◆ Extrait fourni ◆
Alors qu’un retour à une vie quasi normale est espéré pour la rentrée en France, la question de la dette devient incontournable. La commission pour l’avenir des finances publiques dirigée par Jean Arthuis, ancien ministre de l’Économie de Jacques Chirac, a rendu son rapport à l’exécutif. Un document où figurent des recommandations sur le remboursement de la fameuse dette Covid.

​Problème: les solutions proposées sont loin de faire l’unanimité. Nicolas Dufrêne, haut fonctionnaire, spécialiste des outils de financement publics et directeur de l’Institut Rousseau, ainsi que son collègue et analyste politique Lenny Benbara, viennent de publier une tribune dans L’Obs. Ils s’y montrent très critiques sur le travail de la commission pour l’avenir des finances publiques.

«Retour de l’austérité budgétaire»

◆ Liste des tâches ◆
1. Réécrivez le passage de l'extrait fourni qui commence par « Alors qu’un retour » et se termine par « des finances publiques. », en remplaçant « tribune » par « chronique ».
2. Répondez aux questions suivantes à partir de l'extrait fourni.
(a) Qui dirige la commission pour l'avenir des finances publiques ?
(b) Dans quel journal Nicolas Dufrêne et Lenny Benbara ont-ils publié leur texte ?
(c) Quel institut Nicolas Dufrêne dirige-t-il ?
3. Relevez toutes les personnes nommées dans l'extrait fourni.
Les enregistrements n'interviennent pas dans cet exercice.

◆ Extrait des données ◆
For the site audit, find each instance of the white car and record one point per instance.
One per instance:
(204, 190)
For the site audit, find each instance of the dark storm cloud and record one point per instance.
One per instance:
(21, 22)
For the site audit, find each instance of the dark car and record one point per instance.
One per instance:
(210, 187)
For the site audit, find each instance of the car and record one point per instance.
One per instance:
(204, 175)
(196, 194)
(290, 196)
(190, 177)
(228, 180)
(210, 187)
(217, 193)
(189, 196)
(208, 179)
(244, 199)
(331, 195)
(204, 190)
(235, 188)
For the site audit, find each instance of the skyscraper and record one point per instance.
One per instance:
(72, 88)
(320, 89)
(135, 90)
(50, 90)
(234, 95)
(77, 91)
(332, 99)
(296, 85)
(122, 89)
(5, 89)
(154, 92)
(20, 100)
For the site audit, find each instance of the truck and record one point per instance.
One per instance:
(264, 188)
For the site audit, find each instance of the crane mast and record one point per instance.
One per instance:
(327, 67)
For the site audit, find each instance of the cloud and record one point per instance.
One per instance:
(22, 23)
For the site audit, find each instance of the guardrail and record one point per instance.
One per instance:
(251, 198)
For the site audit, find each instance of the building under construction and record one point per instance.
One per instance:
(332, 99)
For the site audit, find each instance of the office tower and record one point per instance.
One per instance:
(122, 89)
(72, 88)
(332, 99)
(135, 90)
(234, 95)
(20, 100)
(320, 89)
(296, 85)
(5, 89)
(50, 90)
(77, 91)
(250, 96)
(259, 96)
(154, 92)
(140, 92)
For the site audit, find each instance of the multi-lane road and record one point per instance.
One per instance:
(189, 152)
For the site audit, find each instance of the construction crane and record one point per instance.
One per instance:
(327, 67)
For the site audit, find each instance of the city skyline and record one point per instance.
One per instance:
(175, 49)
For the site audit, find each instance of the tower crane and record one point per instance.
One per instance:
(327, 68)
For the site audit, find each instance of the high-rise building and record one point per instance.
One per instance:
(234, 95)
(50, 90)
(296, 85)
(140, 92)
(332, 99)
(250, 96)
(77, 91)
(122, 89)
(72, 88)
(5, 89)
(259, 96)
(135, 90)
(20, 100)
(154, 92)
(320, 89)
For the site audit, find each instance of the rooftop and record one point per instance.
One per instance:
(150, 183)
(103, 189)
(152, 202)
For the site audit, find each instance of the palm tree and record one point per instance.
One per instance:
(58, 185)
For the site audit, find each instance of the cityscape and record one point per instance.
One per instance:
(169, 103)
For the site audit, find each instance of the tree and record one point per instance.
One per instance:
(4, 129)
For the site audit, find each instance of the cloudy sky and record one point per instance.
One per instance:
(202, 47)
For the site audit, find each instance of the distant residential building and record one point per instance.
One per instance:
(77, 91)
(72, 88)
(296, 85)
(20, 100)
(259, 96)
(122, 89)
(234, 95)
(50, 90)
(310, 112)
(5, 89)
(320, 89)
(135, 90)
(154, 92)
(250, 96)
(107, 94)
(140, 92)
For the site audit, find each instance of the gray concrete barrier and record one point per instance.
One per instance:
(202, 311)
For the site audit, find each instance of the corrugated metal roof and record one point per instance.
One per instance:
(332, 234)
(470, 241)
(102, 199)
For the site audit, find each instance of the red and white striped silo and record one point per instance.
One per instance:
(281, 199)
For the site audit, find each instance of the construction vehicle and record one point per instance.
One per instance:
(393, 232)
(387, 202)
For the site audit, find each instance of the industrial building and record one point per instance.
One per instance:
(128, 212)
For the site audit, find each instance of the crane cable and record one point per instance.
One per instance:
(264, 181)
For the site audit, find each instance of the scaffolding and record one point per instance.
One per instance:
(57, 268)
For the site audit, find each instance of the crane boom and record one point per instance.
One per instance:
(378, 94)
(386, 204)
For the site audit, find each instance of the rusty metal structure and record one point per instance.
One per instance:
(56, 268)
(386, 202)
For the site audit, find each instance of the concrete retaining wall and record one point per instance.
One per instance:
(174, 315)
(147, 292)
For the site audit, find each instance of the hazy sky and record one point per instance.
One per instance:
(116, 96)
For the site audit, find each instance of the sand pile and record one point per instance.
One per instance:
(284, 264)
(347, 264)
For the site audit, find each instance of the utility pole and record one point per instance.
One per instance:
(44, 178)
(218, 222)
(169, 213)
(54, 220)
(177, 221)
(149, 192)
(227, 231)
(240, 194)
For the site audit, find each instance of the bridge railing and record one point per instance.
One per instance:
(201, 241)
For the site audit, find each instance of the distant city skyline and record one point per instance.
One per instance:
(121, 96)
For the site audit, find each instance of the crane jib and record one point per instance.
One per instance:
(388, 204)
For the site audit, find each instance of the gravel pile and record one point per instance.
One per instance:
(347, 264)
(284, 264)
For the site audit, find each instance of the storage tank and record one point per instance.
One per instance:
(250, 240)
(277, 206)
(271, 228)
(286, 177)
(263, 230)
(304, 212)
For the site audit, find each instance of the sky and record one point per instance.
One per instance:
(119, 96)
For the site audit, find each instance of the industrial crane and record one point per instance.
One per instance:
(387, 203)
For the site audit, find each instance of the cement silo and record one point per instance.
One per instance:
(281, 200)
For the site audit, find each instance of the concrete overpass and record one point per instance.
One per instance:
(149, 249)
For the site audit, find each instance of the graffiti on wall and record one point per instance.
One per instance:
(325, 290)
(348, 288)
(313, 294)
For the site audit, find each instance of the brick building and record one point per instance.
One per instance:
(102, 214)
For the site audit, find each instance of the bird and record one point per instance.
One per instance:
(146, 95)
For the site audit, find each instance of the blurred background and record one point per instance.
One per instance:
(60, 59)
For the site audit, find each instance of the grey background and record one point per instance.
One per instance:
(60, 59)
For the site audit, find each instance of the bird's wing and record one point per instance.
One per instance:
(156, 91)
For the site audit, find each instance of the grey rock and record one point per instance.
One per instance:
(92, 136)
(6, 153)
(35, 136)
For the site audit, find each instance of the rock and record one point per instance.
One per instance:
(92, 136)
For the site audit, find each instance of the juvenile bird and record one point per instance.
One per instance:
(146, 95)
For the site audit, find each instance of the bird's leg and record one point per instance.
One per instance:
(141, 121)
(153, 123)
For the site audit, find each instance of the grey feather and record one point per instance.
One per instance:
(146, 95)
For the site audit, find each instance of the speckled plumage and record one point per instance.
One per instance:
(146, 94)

◆ Réponses aux tâches ◆
1.
Alors qu’un retour à une vie quasi normale est espéré pour la rentrée en France, la question de la dette devient incontournable. La commission pour l’avenir des finances publiques dirigée par Jean Arthuis, ancien ministre de l’Économie de Jacques Chirac, a rendu son rapport à l’exécutif. Un document où figurent des recommandations sur le remboursement de la fameuse dette Covid.

​Problème: les solutions proposées sont loin de faire l’unanimité. Nicolas Dufrêne, haut fonctionnaire, spécialiste des outils de financement publics et directeur de l’Institut Rousseau, ainsi que son collègue et analyste politique Lenny Benbara, viennent de publier une chronique dans L’Obs. Ils s’y montrent très critiques sur le travail de la commission pour l’avenir des finances publiques.

2.
(a) Jean Arthuis.
(b) Dans L'Obs.
(c) L'Institut Rousseau.

3. Jean Arthuis, Jacques Chirac, Nicolas Dufrêne, Lenny Benbara